Task brief - Transcribe each record exactly. Omit the pictures.

Information supplied -
::::
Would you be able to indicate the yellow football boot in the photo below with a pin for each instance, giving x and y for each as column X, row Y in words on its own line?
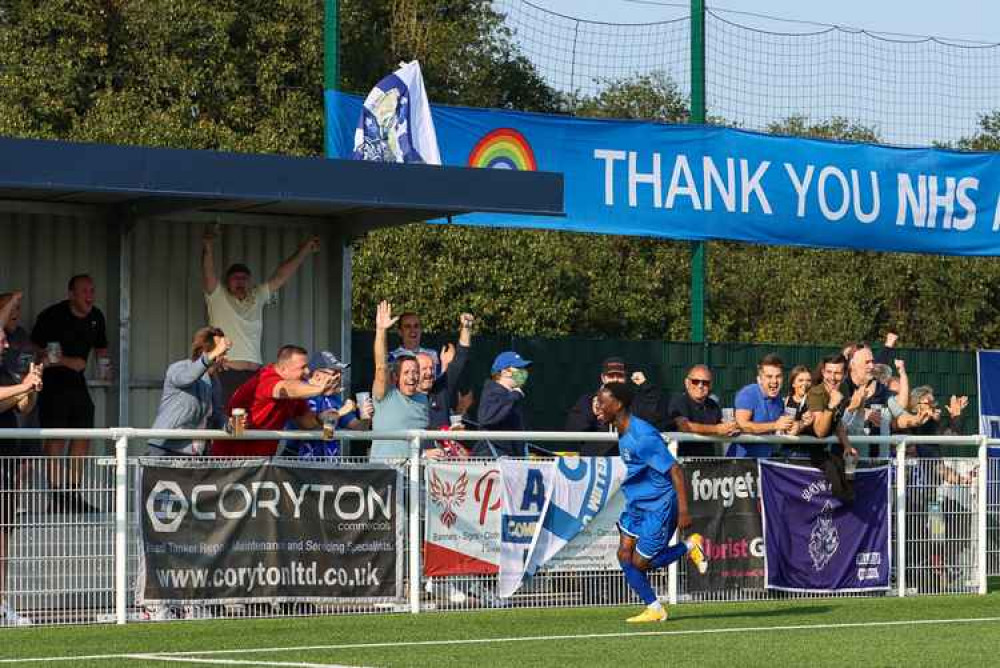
column 649, row 615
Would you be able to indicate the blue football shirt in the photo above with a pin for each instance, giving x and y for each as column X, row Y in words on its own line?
column 648, row 462
column 762, row 409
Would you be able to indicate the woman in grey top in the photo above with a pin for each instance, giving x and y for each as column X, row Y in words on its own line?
column 188, row 400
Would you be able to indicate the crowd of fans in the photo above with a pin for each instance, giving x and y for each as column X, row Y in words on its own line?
column 224, row 383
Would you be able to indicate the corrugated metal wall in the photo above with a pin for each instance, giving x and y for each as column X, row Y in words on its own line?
column 168, row 306
column 43, row 245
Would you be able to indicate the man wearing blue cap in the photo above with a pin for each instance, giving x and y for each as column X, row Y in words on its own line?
column 331, row 408
column 500, row 404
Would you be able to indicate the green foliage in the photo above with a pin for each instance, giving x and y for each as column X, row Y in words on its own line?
column 246, row 75
column 233, row 75
column 835, row 128
column 525, row 282
column 652, row 97
column 988, row 137
column 466, row 53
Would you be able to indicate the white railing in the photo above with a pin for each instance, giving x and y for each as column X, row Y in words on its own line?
column 976, row 528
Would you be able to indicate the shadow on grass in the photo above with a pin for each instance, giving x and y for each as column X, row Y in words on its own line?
column 762, row 614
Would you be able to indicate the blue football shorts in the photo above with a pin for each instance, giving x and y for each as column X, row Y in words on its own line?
column 652, row 528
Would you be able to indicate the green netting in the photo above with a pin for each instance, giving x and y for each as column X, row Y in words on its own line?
column 578, row 57
column 762, row 70
column 567, row 368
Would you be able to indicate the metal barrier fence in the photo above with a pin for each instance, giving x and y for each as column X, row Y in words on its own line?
column 74, row 557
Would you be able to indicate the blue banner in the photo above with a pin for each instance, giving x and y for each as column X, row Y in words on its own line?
column 702, row 182
column 816, row 543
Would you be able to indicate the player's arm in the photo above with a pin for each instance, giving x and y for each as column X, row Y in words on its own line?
column 683, row 515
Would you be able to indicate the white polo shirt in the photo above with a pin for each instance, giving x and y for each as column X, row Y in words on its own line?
column 242, row 320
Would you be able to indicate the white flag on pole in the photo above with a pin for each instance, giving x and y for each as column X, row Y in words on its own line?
column 396, row 123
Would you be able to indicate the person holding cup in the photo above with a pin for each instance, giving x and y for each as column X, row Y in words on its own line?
column 188, row 400
column 271, row 398
column 695, row 412
column 333, row 410
column 76, row 327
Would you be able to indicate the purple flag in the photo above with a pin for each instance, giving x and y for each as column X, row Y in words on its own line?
column 816, row 543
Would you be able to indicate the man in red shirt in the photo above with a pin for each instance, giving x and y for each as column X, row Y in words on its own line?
column 275, row 394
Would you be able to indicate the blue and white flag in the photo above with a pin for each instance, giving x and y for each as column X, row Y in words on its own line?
column 816, row 543
column 547, row 504
column 396, row 123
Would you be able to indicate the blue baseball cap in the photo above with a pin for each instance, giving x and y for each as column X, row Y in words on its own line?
column 509, row 359
column 326, row 360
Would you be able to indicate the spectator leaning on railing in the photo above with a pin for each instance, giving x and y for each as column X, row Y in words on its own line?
column 399, row 404
column 188, row 400
column 760, row 408
column 442, row 388
column 67, row 332
column 827, row 407
column 17, row 396
column 585, row 415
column 272, row 397
column 942, row 491
column 331, row 408
column 695, row 412
column 861, row 375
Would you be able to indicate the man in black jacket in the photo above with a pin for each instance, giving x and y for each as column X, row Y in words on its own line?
column 648, row 403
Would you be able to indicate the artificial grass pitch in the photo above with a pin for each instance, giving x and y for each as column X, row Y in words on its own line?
column 924, row 631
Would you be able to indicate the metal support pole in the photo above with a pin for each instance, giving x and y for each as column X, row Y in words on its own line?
column 901, row 518
column 672, row 575
column 331, row 45
column 413, row 513
column 124, row 321
column 698, row 114
column 981, row 501
column 121, row 527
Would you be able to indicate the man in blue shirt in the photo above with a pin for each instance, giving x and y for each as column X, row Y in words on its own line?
column 655, row 502
column 760, row 408
column 329, row 406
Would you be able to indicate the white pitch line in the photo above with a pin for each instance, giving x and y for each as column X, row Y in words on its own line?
column 235, row 662
column 514, row 639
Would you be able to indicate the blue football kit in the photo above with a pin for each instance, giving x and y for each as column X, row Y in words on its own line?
column 650, row 514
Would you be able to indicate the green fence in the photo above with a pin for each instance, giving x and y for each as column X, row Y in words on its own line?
column 566, row 368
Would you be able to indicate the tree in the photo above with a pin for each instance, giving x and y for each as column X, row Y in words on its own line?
column 537, row 283
column 467, row 54
column 230, row 75
column 651, row 97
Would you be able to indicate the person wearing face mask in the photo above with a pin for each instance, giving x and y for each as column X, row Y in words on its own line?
column 760, row 408
column 500, row 404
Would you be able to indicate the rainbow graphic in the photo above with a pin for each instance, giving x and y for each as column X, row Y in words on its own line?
column 503, row 148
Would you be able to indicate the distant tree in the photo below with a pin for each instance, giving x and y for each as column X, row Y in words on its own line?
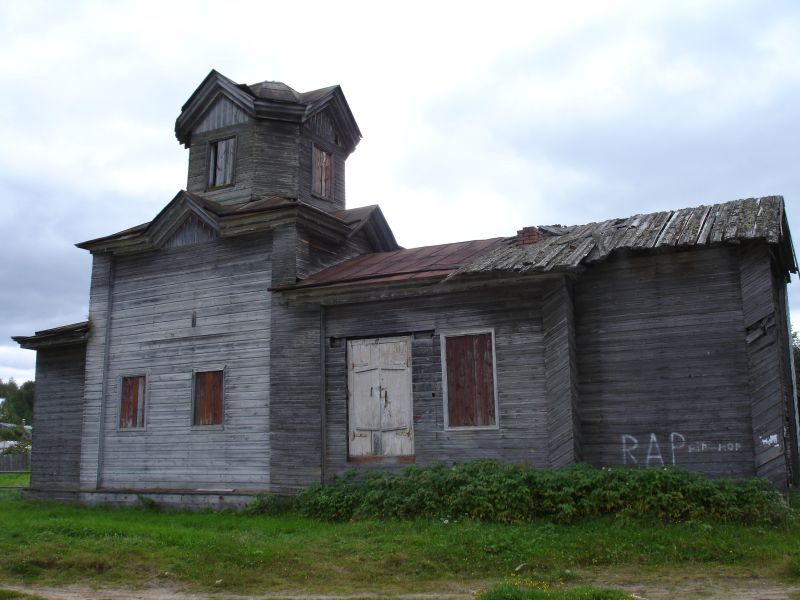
::::
Solved exercise -
Would you be able to indicate the yellow football boot in the photo below with a pin for each instance, giving x and y for each as column X, row Y in words on its own line?
column 649, row 615
Would you be able to indicate the blue football shirt in the photo above with a pin for each instance, giving x and y for each as column X, row Y in words on its own line?
column 648, row 462
column 762, row 409
Would you be able to indicate the woman in grey top in the photo above with a pin for each instance, giving x and y for each as column X, row Y in words on its own line?
column 188, row 400
Would you be able to indicate the crowd of fans in the photo above with a pin for each instance, giving x and y for each as column X, row Y in words on its own line?
column 224, row 383
Would you be able to indicate the corrugated metal wall in the photo above with a pin for each instance, giving x and y for each as column X, row Y in words on its own line?
column 168, row 306
column 43, row 245
Would you be able to indicate the man wearing blue cap in the photo above with a pin for each instance, giving x and y for each as column X, row Y in words on its own line?
column 331, row 408
column 500, row 404
Would you be able to indicate the green foliage in the photo above with a pin for each instance, giving x and y for each as column X, row Y in words on its own line?
column 246, row 75
column 233, row 75
column 835, row 128
column 525, row 282
column 652, row 97
column 988, row 137
column 466, row 53
Would you be able to indicate the white railing in the photo above with a pin for each instance, giving x and y for each as column X, row Y in words on its own line?
column 976, row 528
Would you be able to indicate the shadow on grass in the photo above with a pin for each instance, giving x and y for each as column X, row Y in words on its own line?
column 762, row 614
Would you be able to indicate the blue football shorts in the photo above with a pin for each instance, giving x and y for each as column X, row Y in words on its own line?
column 652, row 528
Would you be able to indicate the green netting in the photo above with a pin for each instance, giving x and y for each as column X, row Y in words on its own line?
column 578, row 57
column 762, row 70
column 567, row 368
Would you be able to indicate the metal barrier fence in the photo above with a pin for each instance, giving x and y for each as column X, row Y in words on its own line?
column 74, row 557
Would you be able to indicate the blue banner in the photo above with a pin for each instance, giving x and y for each as column X, row Y in words on its own line?
column 702, row 182
column 816, row 543
Would you be able to indicate the player's arm in the photo above with a pin for each instance, giving x and y for each as column X, row Y in words on its own line?
column 683, row 515
Would you be able to indicate the white polo shirt in the photo above with a pin for each instance, giving x and y for each as column X, row Y in words on its own line?
column 242, row 320
Would you be able to indicate the white flag on pole in the photo above with a pin for each instance, giving x and y for each as column X, row Y in words on its own line?
column 396, row 123
Would you be able to indicate the person holding cup in the photo above with a pin for each instance, giving x and y for each as column X, row Y in words on its own line?
column 188, row 400
column 271, row 398
column 695, row 412
column 333, row 410
column 76, row 327
Would you be able to indicate the purple flag in the photo above with a pin for each instance, giving x and y for each as column X, row Y in words on its own line?
column 816, row 543
Would you be able to indicate the man in red shirt in the photo above with a pin for each instance, giving x and y for each as column X, row Y in words on its own line?
column 275, row 394
Would you be able to indicate the blue and white flag in the photo above with a pin for each instance, giving x and y for each as column X, row Y in words on its own line?
column 816, row 543
column 547, row 504
column 396, row 123
Would you be able to indicate the blue baseball cap in the photo above with a pin for each instance, giving x and y for each as column X, row Y in words on its own line?
column 509, row 359
column 326, row 360
Would you be able to indicate the spectator leaning on railing in the photo above with a pin for each instance, giving x and y for each as column X, row Y in words on its own line?
column 399, row 404
column 188, row 400
column 760, row 408
column 442, row 388
column 67, row 332
column 827, row 407
column 17, row 396
column 585, row 415
column 272, row 397
column 942, row 491
column 331, row 408
column 695, row 412
column 861, row 375
Would you be able to indicate the man in black jacket in the photo above with a pin for each instance, giving x and y for each as column X, row Y in words on its own line?
column 648, row 403
Would you be able to indicate the artificial grass pitch in the photo above with a pin for each instance, giving x and y for each as column X, row Y in words on its own line?
column 924, row 631
Would you be able to indicate the metal support pole in the photo above with a pin for each instance, giving x and y for each as column X, row Y in words on its own line?
column 901, row 518
column 672, row 575
column 331, row 45
column 413, row 513
column 124, row 321
column 698, row 114
column 981, row 501
column 121, row 527
Would you be able to indicate the man in blue shirt in the photo above with a pin for each instance, giving x and y for each as column X, row Y in words on its own line?
column 655, row 502
column 760, row 408
column 329, row 406
Would you be able to indicate the white pitch line in the photo above with a pin for each instance, giving x and y for each as column X, row Y in words on its own line?
column 235, row 662
column 514, row 639
Would you be able to indicate the blue football kit in the photo above with a pin for each instance, giving x and y for each as column X, row Y in words on its own line?
column 650, row 514
Would you be able to indicate the green fence in the photo above with a pin for each instance, giving x and y for each as column X, row Y in words on its own line?
column 566, row 368
Would you be able to indicate the tree in the photo above with a pin for each instance, giving x and y for each as column X, row Y in words on its own line?
column 537, row 283
column 467, row 54
column 230, row 75
column 651, row 97
Would you be able to indicate the person wearing face mask in the photo above with a pin for each instance, giving x and y for each as column X, row Y in words on its own line?
column 760, row 408
column 500, row 404
Would you be able to indicate the rainbow graphic in the photo above with a pin for each instance, giving x and y for each as column X, row Y in words on its own line?
column 503, row 148
Would you be able to indicate the distant tree in the photo below with a pin for each instance, giving x and y for each as column X, row Y in words on its own line?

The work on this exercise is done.